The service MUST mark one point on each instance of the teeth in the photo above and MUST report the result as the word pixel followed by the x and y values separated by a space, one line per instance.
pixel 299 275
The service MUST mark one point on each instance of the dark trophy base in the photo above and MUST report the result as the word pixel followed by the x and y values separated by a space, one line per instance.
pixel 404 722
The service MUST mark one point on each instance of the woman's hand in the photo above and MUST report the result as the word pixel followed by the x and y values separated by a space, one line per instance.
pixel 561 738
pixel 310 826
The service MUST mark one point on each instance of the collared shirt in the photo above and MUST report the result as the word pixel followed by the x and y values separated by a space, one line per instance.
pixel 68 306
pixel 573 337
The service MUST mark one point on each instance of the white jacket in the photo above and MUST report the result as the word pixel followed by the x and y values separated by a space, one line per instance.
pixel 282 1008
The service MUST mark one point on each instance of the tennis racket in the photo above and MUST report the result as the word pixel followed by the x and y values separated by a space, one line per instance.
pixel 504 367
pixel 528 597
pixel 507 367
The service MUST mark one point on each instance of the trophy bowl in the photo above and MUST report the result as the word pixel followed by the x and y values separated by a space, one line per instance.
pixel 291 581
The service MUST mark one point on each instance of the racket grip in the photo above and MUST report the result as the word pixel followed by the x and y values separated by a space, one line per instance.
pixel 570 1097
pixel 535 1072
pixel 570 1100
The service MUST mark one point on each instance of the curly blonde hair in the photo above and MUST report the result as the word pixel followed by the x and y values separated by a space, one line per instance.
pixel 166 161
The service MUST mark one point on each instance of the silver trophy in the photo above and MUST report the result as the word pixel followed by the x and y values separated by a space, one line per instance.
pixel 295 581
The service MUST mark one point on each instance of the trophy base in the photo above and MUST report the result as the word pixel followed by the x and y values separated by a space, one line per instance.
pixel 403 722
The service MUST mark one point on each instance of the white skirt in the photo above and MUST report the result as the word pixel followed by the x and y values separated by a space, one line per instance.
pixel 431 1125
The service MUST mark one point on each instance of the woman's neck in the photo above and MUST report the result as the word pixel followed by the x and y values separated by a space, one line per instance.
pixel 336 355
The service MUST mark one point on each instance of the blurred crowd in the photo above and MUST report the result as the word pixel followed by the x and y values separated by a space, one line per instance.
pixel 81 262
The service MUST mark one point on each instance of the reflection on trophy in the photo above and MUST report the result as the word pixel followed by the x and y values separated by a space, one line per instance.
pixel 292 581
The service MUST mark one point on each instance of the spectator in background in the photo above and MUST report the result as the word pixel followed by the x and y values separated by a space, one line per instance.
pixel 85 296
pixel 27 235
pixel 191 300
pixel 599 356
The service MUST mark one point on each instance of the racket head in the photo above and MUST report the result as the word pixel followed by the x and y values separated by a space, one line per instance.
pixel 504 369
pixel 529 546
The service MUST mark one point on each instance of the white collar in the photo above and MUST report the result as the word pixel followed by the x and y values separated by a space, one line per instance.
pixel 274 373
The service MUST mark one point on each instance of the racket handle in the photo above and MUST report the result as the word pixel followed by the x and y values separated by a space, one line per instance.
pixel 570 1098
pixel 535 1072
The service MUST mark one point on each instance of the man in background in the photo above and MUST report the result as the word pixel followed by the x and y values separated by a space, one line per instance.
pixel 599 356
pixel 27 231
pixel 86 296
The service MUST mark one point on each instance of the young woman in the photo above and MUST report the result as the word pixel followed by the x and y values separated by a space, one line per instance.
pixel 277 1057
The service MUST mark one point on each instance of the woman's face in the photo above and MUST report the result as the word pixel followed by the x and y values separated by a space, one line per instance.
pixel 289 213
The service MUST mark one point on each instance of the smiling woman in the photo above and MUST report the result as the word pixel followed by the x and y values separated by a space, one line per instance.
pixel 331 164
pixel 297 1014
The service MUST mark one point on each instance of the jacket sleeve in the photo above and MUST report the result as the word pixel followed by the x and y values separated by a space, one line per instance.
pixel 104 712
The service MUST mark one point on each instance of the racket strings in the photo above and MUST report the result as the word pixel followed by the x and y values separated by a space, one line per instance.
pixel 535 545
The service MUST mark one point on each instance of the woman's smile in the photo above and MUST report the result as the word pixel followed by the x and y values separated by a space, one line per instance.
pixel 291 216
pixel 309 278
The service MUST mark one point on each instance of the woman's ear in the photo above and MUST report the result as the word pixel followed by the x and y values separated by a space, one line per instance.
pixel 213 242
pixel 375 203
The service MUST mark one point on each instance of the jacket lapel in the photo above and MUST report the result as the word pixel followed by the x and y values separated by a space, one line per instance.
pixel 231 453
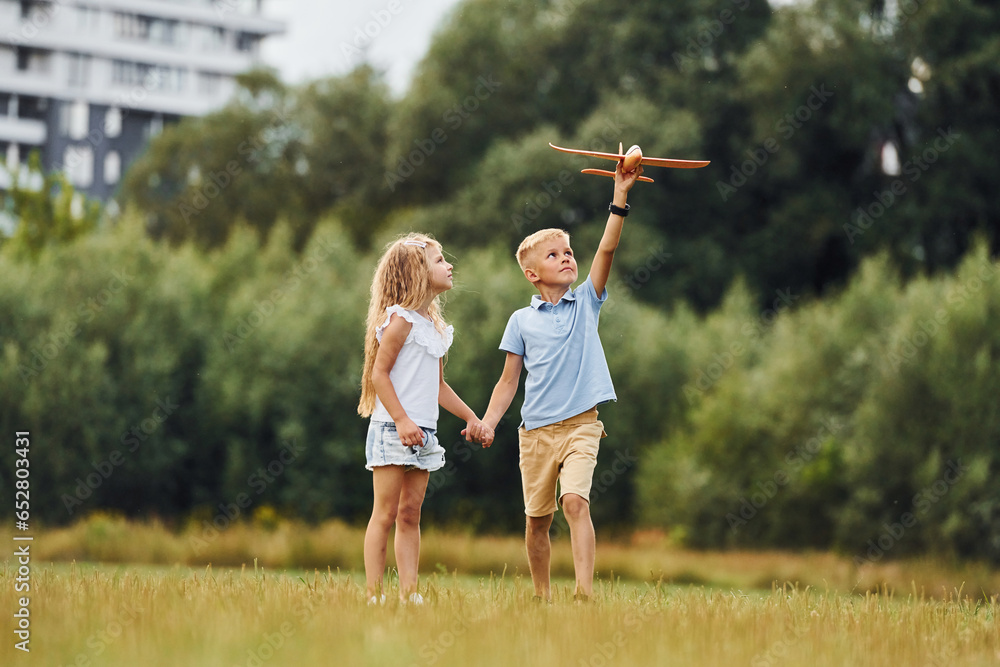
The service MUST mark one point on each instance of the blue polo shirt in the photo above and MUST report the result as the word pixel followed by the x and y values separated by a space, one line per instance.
pixel 567 371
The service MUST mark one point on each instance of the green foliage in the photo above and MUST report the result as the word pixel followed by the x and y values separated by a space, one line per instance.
pixel 870 416
pixel 47 209
pixel 766 314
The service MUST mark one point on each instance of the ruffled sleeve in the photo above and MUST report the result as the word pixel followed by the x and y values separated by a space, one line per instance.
pixel 407 315
pixel 422 333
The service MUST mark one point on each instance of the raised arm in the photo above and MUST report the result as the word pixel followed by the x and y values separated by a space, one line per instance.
pixel 600 270
pixel 452 402
pixel 504 392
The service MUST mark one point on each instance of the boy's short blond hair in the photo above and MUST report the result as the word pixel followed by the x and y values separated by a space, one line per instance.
pixel 529 244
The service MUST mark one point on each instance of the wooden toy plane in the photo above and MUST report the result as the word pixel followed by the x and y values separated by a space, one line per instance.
pixel 632 159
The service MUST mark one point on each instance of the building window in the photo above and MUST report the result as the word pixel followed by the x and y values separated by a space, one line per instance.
pixel 112 167
pixel 113 122
pixel 79 70
pixel 209 83
pixel 79 120
pixel 78 165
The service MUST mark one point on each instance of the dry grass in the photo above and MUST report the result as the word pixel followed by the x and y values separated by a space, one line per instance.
pixel 649 557
pixel 128 615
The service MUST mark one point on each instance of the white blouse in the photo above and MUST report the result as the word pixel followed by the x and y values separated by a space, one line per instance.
pixel 415 376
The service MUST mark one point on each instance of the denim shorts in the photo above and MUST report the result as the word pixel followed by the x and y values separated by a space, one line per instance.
pixel 383 448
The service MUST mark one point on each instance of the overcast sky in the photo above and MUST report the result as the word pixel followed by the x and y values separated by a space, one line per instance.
pixel 322 36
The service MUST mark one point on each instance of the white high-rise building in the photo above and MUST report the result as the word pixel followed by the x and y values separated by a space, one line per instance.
pixel 88 82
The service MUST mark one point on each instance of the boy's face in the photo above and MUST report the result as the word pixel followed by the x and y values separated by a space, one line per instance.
pixel 553 264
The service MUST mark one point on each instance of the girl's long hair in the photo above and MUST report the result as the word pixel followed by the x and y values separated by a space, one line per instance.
pixel 402 277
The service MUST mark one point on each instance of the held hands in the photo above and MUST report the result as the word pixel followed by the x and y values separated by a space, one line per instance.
pixel 477 431
pixel 625 180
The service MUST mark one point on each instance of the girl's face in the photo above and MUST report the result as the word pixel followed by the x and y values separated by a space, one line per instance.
pixel 440 270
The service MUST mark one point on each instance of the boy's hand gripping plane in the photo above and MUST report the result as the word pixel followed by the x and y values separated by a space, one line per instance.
pixel 632 159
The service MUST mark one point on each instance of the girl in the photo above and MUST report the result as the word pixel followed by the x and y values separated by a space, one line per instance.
pixel 401 388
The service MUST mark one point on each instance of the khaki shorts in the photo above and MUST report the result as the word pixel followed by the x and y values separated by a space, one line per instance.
pixel 565 452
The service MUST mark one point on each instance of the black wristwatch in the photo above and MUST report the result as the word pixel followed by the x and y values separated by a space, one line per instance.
pixel 618 210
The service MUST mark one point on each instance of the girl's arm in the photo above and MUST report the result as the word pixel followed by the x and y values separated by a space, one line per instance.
pixel 393 338
pixel 450 401
pixel 504 392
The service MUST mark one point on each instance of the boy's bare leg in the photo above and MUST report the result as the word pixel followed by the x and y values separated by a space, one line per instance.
pixel 536 539
pixel 407 542
pixel 386 482
pixel 583 541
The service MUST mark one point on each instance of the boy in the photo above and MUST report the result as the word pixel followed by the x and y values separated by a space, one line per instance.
pixel 556 340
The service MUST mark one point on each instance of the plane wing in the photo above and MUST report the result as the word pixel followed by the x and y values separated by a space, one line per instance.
pixel 653 161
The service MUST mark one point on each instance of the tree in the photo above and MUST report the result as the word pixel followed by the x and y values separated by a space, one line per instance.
pixel 47 210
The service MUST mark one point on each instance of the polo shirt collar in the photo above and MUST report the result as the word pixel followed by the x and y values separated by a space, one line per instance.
pixel 537 301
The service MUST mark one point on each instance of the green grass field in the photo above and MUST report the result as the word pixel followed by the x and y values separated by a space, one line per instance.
pixel 84 614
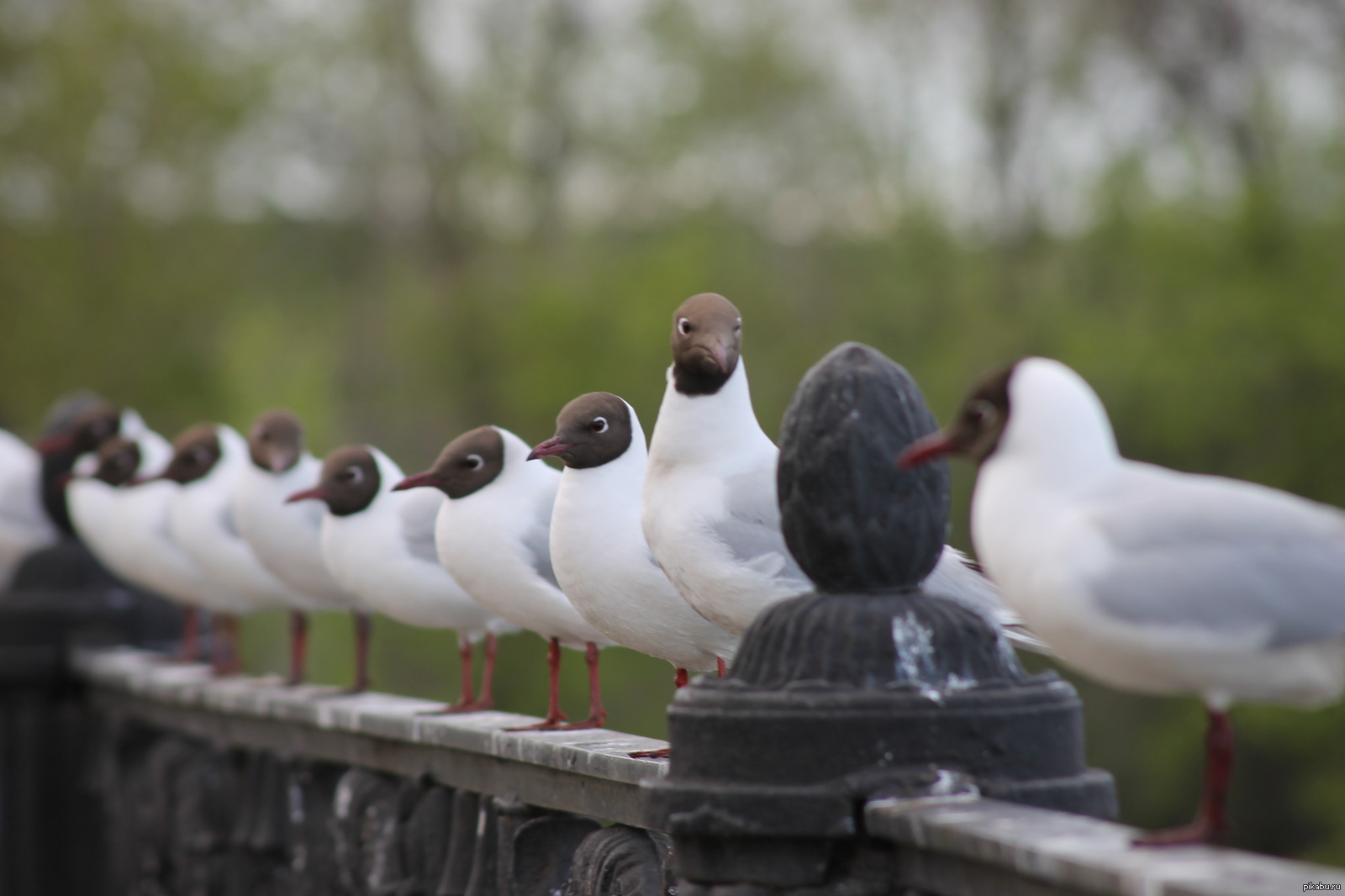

WHAT IS REQUIRED: Recast the records as a two-column CSV with the headers record and answer, one row per record, starting at the line containing "the boy's bare" and ending at the end of the records. Enclose each field in quotation marks, replace line breaks with spaces, and omit the pictures.

TASK OUTPUT:
record,answer
"The service MUST mark one point on each instance of the boy's bare leg in the photo above and MUST report the result as the word pixel followed by the x and y values separated by a space, one line per instance.","pixel 536 539 pixel 407 542 pixel 386 482 pixel 583 541"
"The service MUST mark one point on each instance of the boy in the photo above and MUST report the result as the word pixel followed by the x and y values separated by a space, one line per instance.","pixel 556 340"
"The service MUST mark one point on each instance of the plane wing in the photo above and MUST report the result as the word pixel followed by the x and y values separated by a space, one line per instance.","pixel 653 161"
"The service MUST mark one point on each instance of the tree in the photo above and MUST report the result as the word pixel followed by the x and y values separated by a space, one line per instance.","pixel 47 210"
"The service MUST mark one point on each instance of the polo shirt collar in the photo above and MUST report the result as the word pixel followed by the x and y values separated by a space, one line per instance.","pixel 537 301"
"The service MUST mark one point on each instance of the green grass field in the photo above and MUST report the result as the word pixel followed by the x and y values separated by a space, one line per instance.","pixel 84 614"